» **Gezeigter Textauszug**:
__________________________________________________

Es ist nicht mal ein Jahr her, dass scheinbar die ganze Welt einen Ohrwurm von „We don't talk about Bruno“ aus dem Disney-Film „Encanto“ hatte. Während dies für viele überraschend kam, wussten Eingeweihte bereits, dass die Musik des Films etwas besonderes wird – denn Lin-Manuel Miranda hat sie geschrieben.

Der US-amerikanische Autor, Schauspieler und Regisseur („Tick, Tick...Boom!“) wurde der Theater-Welt durch das Stück „In the Heights“ bekannt, welches letztes Jahr verfilmt wurde. Doch der große Durchbruch gelang ihm mit „Hamilton“ - ein Musical, in dem die Geschichte eines Gründervaters der USA durch Hip-Hop und Rap erzählt wird. Dies wurde nun erstmals übersetzt. Warum gerade Deutschland dafür ausgewählt wurde und ob es vielleicht bald eine Verfilmung des Stoffes gibt, erklärte Miranda uns im Interview.

TVMovie.de: Hast du jemals geglaubt, mal in einem nicht-englischsprachigen Land zu sitzen, als du Hamilton geschrieben hast?

Lin-Manuel Miranda: Natürlich, als ich Hamiltons Biografie gelesen hatte wusste ich direkt, ich würde mal in Hamburg sein. Nein, natürlich nicht (lacht). Diese Freude blieb mir auch mit „In the Heights“ verwehrt, da gab es nur ein paar unabhängige Produktionen. Also war es sehr spannend. Außerdem war es das erste Mal, dass ich „Hamilton“ gesehen habe und den Text nicht kannte! Das ist eine Erfahrung, die jeder hatte außer mir. Das war wirklich aufregend.

__________________________________________________

» **Ausgangsmaterial**:
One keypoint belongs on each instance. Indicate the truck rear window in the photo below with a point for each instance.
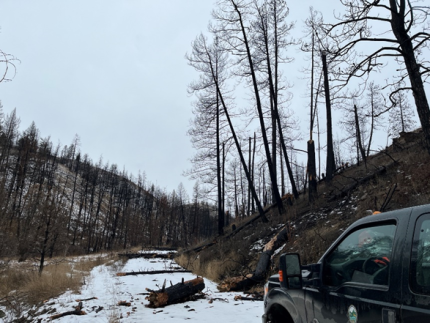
(420, 257)
(363, 256)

__________________________________________________

» **Aufgaben**:
a - Liste sämtliche Titel von Filmen, Musicals und Liedern auf, die im Textauszug über Lin-Manuel Miranda in Anführungszeichen stehen. Führe jeden Titel nur einmal an.
b - Setze den Textauszug über das Interview mit Lin-Manuel Miranda im Anschluss an seine letzte Antwort fort.

» **Antworten der Reihe nach**:
a -
„We don't talk about Bruno“
„Encanto“
„Tick, Tick...Boom!“
„In the Heights“
„Hamilton“

b -
TVM.de: Wie kam es eigentlich dazu, dass die Übersetzung von „Hamilton“ auf Deutsch ist? Immerhin gilt sie als nicht gerade einfache Sprache.

Miranda: Der erste Grund ist ökonomischer Natur. Es gibt lediglich zwei Städte in Europa, die ihre Musical-Theatern unterstützen: London und Hamburg. Es gibt hier einige lang laufende Shows, das ist nirgendwo anders in Deutschland oder der gesamten Welt Normalität. Der zweite Grund ist dass meine Familie zum Teil Deutsch spricht. Der Vater meiner Frau kommt aus der dominikanischen Republik, aber ihre Mutter ist aus Salzburg, kurz hinter Salzburg. Es ist also eine Sprache, die meine Kinder mit ihrer Oma assoziieren. Das war eine andere Sache, die bei der Premiere so aufregend war, es war im Grunde eine kleine Familienzusammenkunft. Alle sind nach Hamburg gekommen, um die Show zu sehen. Es gibt Cousins, die de Show nun zum ersten Mal gesehen haben! Und ich habe gesehen, wie sich Tränen weggewischt wurden, das war unglaublich.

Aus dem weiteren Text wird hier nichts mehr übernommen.